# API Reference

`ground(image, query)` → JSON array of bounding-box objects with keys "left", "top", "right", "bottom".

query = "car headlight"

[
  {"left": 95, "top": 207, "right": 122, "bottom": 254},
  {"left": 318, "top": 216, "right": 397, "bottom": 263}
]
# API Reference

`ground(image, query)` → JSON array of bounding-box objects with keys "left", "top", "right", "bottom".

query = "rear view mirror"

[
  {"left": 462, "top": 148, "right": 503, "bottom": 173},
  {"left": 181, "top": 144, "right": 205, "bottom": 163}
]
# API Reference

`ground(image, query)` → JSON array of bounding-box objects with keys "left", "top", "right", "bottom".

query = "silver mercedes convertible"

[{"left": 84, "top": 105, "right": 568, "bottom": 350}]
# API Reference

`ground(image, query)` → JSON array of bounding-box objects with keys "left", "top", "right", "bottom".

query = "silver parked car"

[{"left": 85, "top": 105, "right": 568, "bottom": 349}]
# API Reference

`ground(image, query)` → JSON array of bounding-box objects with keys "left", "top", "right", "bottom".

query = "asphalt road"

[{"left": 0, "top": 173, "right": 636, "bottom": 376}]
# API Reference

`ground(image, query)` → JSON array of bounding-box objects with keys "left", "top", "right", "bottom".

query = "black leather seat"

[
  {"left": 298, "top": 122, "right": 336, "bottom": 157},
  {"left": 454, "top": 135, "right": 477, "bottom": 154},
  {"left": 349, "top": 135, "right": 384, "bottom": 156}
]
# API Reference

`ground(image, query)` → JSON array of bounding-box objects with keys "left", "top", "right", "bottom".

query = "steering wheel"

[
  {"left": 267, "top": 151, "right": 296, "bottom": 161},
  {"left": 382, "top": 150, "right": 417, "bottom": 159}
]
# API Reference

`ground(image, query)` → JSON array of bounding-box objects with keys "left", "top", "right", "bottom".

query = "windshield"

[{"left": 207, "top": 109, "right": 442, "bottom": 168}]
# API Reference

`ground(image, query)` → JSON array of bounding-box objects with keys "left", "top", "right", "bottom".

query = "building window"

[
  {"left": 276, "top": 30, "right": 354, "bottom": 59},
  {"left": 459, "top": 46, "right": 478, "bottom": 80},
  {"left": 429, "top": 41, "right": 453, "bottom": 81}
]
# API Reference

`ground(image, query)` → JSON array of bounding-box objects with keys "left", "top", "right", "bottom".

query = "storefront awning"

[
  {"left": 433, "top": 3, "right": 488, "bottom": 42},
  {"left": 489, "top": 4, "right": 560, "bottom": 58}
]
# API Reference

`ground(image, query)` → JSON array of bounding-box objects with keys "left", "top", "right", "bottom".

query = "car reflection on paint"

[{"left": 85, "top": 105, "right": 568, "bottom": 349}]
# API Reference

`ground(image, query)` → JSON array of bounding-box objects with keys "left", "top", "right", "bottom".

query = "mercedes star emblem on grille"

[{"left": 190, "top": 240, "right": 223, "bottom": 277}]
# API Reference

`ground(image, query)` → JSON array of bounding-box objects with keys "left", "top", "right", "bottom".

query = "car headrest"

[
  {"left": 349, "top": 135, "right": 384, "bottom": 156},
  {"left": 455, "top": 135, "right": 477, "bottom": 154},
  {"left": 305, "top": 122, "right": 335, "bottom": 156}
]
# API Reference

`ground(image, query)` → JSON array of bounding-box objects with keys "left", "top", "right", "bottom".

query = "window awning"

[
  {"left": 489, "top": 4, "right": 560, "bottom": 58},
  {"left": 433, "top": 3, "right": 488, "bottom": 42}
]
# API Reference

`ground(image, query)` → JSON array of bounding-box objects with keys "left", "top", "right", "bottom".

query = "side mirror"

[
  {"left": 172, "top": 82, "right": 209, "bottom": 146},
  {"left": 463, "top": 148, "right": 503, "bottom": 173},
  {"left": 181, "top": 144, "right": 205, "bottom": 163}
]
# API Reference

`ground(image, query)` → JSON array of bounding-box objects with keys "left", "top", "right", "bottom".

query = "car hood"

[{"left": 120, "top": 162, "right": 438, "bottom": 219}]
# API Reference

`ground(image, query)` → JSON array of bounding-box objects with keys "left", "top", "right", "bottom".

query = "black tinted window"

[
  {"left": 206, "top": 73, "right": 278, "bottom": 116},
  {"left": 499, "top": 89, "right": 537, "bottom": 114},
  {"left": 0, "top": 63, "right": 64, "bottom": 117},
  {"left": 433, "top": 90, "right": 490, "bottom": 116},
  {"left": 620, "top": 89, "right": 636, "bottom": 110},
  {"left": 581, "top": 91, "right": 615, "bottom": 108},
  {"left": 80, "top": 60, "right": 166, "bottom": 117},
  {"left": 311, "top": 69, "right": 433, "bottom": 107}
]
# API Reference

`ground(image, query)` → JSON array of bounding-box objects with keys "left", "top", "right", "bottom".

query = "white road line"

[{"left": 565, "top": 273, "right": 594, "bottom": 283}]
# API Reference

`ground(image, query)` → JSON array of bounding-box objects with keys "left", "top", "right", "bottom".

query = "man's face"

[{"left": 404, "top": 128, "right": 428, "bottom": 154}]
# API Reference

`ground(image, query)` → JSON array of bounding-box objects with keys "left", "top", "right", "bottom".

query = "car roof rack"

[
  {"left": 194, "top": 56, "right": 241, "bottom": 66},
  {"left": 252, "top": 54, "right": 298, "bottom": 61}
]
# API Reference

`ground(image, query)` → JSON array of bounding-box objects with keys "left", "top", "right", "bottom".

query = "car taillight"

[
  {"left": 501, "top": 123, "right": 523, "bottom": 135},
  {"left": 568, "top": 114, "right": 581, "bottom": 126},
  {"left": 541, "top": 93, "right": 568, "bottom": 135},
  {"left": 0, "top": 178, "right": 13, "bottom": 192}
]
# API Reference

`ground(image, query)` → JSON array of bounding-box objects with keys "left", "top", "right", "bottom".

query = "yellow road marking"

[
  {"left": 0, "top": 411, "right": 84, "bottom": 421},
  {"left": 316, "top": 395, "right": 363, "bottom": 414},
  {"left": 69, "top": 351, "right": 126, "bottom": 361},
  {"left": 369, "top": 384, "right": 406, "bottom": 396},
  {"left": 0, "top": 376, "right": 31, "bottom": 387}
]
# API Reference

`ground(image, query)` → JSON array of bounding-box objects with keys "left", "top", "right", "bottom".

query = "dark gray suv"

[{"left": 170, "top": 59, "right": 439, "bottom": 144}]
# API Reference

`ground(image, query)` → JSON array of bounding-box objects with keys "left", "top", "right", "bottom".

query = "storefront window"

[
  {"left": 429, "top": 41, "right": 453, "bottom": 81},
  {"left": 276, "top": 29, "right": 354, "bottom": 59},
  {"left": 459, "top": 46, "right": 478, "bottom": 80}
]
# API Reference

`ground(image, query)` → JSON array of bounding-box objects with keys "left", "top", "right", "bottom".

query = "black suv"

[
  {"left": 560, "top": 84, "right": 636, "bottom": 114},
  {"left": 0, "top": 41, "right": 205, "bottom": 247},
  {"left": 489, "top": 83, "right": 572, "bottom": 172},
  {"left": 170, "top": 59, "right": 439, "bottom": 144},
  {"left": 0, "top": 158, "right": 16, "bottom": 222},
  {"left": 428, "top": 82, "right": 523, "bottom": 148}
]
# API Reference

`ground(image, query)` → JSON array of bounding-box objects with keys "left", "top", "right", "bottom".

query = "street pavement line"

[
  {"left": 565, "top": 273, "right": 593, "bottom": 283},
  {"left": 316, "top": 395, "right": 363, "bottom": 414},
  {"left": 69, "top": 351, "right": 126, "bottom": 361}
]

=-=-=

DESCRIPTION OF THE TASK: Count the lines in the records above that contain the string "silver", treating uppercase and lowercase as different. Reply with the number only.

SOLUTION FOR THIS EXERCISE: 2